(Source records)
START

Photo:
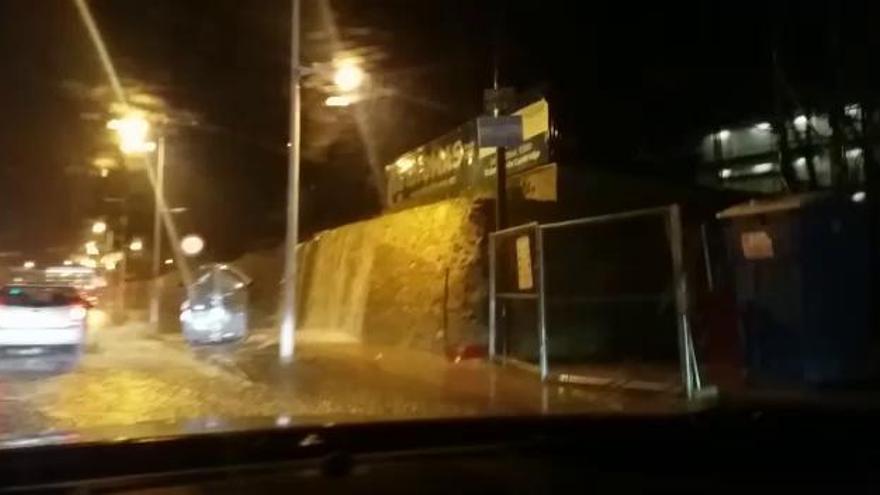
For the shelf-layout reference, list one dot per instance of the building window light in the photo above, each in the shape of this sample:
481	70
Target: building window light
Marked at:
762	168
853	153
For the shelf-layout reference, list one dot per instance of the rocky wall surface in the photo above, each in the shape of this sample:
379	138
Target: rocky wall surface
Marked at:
414	278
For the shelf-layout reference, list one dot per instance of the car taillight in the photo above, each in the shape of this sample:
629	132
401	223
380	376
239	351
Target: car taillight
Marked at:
78	313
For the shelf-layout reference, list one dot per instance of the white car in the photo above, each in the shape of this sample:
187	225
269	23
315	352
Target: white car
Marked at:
38	319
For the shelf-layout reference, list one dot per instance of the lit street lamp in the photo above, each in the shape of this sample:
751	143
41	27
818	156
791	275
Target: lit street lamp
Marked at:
92	248
132	131
191	245
348	77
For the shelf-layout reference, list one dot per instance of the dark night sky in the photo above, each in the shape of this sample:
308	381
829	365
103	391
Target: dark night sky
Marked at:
626	86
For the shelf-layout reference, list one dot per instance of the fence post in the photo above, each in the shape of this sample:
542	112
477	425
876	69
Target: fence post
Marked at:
542	300
686	354
492	302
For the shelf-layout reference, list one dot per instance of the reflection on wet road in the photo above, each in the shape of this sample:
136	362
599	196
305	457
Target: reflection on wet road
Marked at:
130	375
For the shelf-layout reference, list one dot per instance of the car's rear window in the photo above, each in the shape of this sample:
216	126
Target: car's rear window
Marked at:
36	297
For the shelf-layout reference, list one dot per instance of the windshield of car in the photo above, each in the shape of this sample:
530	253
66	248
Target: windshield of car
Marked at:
315	211
38	297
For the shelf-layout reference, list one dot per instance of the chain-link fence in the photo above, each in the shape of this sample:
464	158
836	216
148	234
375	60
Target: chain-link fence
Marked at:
594	300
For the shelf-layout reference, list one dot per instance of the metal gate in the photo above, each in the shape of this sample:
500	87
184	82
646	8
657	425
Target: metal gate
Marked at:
605	292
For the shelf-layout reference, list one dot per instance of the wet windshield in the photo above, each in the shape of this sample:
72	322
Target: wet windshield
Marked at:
302	211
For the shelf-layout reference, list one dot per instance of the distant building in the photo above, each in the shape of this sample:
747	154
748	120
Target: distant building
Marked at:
753	156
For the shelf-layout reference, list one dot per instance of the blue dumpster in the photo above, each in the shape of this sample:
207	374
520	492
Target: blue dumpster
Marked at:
800	266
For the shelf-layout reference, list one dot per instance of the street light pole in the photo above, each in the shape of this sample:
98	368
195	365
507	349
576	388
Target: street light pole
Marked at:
287	328
159	201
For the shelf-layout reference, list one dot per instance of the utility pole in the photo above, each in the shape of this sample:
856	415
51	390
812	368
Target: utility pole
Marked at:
287	311
159	200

END

Do this: Except for the pictures, reproduce every line exactly.

Written reply:
Photo:
For the shelf-layout reference, list one dot per instance of the building window light in the photo above, each in the shape of this sample:
481	70
Target: building window light
Marked at:
762	168
853	153
For the shelf-layout reference, list one dot per instance of the rocky wall surface in the photo above, each in the shape of this sample:
379	138
Target: rocky wall surface
Marked at:
414	278
For the shelf-layout reference, list one dot per instance of the car taillight in the photo above, each in the shape of this sample:
629	132
401	223
380	376
239	351
Target: car taillight
Marked at:
78	313
For the shelf-layout reference, list one dot per instance of the white car in the photo above, each in the shape of this sample:
187	225
269	23
315	352
Target: white car
Marked at:
38	319
For the shelf-layout reference, list one dot per instance of the lit street lamp in the photo above, each in the shape of this sample:
751	143
41	27
818	156
791	275
Target: lit street lamp
Marked at:
92	248
132	131
191	245
348	77
For the shelf-layout reference, list one dot per instance of the dark night sky in the photo above, each in the shape of this sample:
308	381
829	365
103	391
Target: dark night sky
Marked at:
626	86
For the shelf-layout reference, list one dot per instance of the fence post in the photo above, each in the shape of this sample:
542	112
477	425
876	69
Target: fence post
Marked at:
542	300
686	354
492	302
For the shelf-layout reference, list one dot per instance of the reflection on wet road in the photo above, each in the shape of this sample:
136	362
599	196
305	457
Target: reflection on wet road
Marked at:
130	375
For the shelf-layout reference, list one dot per instance of the car's rear window in the photo above, each in the shape of this sample:
216	126
Target: car's rear window
Marked at:
36	297
For the shelf-layout reference, list one dot per instance of the windshield of car in the photo above, each in the shape of this sample:
530	253
66	248
Target: windshield of car
Marked at:
315	211
38	297
For the shelf-layout reference, list one dot per instance of the chain-link fence in the photo above, each in the shape of this sample:
464	158
836	216
148	234
375	60
Target: chain-link fence
Marked at:
594	300
For the shelf-layout reference, list one dot per instance of the metal gate in the photo above, each in the shape of this sample:
500	87
184	82
646	8
657	425
Target: metal gate
Marked at:
605	292
For the shelf-layout reference, list one dot per instance of the wet windshield in the photo above, each in the shape of this sample:
72	322
Target: wet windshield
Marked at:
302	211
For the shelf-layout reference, list one dot per instance of the distant building in the photo above, each in the shape of this sample:
747	154
748	120
Target: distant building
Marked at:
753	156
For the shelf-layout reference, list one dot per instance of the blue dumpster in the photo above, each in the shape of this sample:
207	374
520	492
Target: blue dumpster
Marked at:
800	266
For the shelf-layout reference, list one dot per instance of the street light pole in the photo above, each in the shape of this sample:
98	368
195	365
507	349
576	388
Target: street light pole
Marked at:
287	328
159	201
For the shelf-layout reference, list one dot per instance of the utility pole in the photo above, each in the shape of this sample:
856	415
51	390
812	368
Target: utility pole
Marked at:
287	311
159	200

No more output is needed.